Samira Taghavi says the law change could do real damage to the right to silence, a fundamental right and a corollary to the presumption of innocence. Photo / File
Opinion
OPINION
Last week the Government, goaded by the Greens, began expediting the passage of the Sexual Violence Bill. The bill has two clauses of great danger to innocent men.
First – and astoundingly – it would prohibit them prima facie from producing relevant evidence that could lead to their deservedacquittal.
Secondly, it would force them to announce their defences pre-trial, so that prosecution witnesses could later make their stories more "winnable", thereby doing real damage to the right to silence; a fundamental right – being a corollary to the presumption of innocence - that Prime Minister Jacinda Ardern has recently defended with true courage.
Watching last week's second reading debate, I was saddened by the unhappy irony that there are left-leaning MPs - without any relevant legal training, legal experience or insight into their lack thereof – who feel able to proclaim the assuredness of maintaining nuanced fair trial rights, about which nuance they have never formally learned, and to foretell of safe outcomes that they are not credentialled to foresee.
Green MP Jan Logie (BA and not LLB) gave a speech that included emotive hyperbole, mischaracterisation as to present court processes and attribution of supreme authority in this area to non-specialist and minority legal voices – not to mention "proof" by bare assertion and mere repetition.

:: GIVEN ENTRIES ::
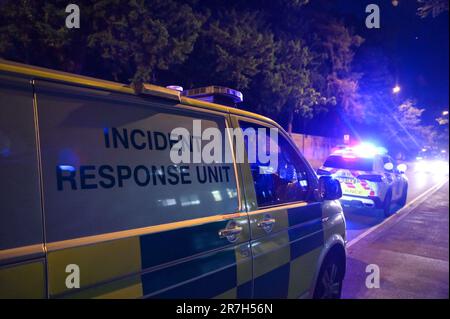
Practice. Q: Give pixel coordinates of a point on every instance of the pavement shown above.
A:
(410, 249)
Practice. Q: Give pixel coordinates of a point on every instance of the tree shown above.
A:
(119, 39)
(404, 128)
(431, 7)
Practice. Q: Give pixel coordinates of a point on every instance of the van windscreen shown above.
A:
(352, 163)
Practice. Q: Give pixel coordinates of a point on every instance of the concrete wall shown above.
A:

:: TASK TO COMPLETE ::
Carry the opinion piece on the Sexual Violence Bill forward from its last sentence. The listing comes from a separate source.

:: ANSWER FOR THE TASK ::
Emphasised unquestioningly by many on the left has been much-repeated offence-attrition-rate "science", which claims ascertainable proof as to the true offence-to-conviction-figure ratio.
Yet this (soft) science tends to ascribe total truthfulness and accuracy to all interviewee claims of assault, many of which do not then, for a number of sound reasons, survive through to convictions via the judicial process, where juries, applying the correct standard of proof - beyond reasonable doubt – often ultimately decide wisely not to convict.
Since raw data is usually not subjected to that same standard of proof, even assertions involving uncertain identifications and false allegations can be included in the "headline figure".
In those situations, there should be nil convictions and complete attrition.
But there is some real science in this area, via post-conviction DNA-supported analysis, which in one recent government-funded American study found a wrongful conviction rate of 11.6 per cent in cases with a sexual component, meaning that prosecutors (and complainants) who had been confident of defendant guilt got it dead wrong in at least one case out of 10.
That is an inversion of the "Blackstone ratio", which, as ex-sexual-assault prosecutor and uniquely-qualified MP Simon Bridges reminded the House, prescribes, "better that 10 guilty men escape than one innocent man suffer". Violations of that maxim will be multiplied by the unwise measures in the present bill.
Ironically, again, the clauses discussed above are actually antithetical to Labour's present political interest and were designed when Labour needed the Greens rather than to please most voters in the political centre. Indeed, the general public has shown its extreme distaste for imprisonment of the innocent as notorious instances have loudly proven, not to mention the serious sums that the taxpayer is then asked to find for compensation payouts.
Obviously, for any of us, being charged with a serious offence and not being allowed to present all the relevant evidence of one's innocence is a nightmare befitting a Third World system of injustice and completely incongruent with the system of fair impartiality that our citizenry expects.
Even more unjust is that the pain will not be inflicted equally across all demographics.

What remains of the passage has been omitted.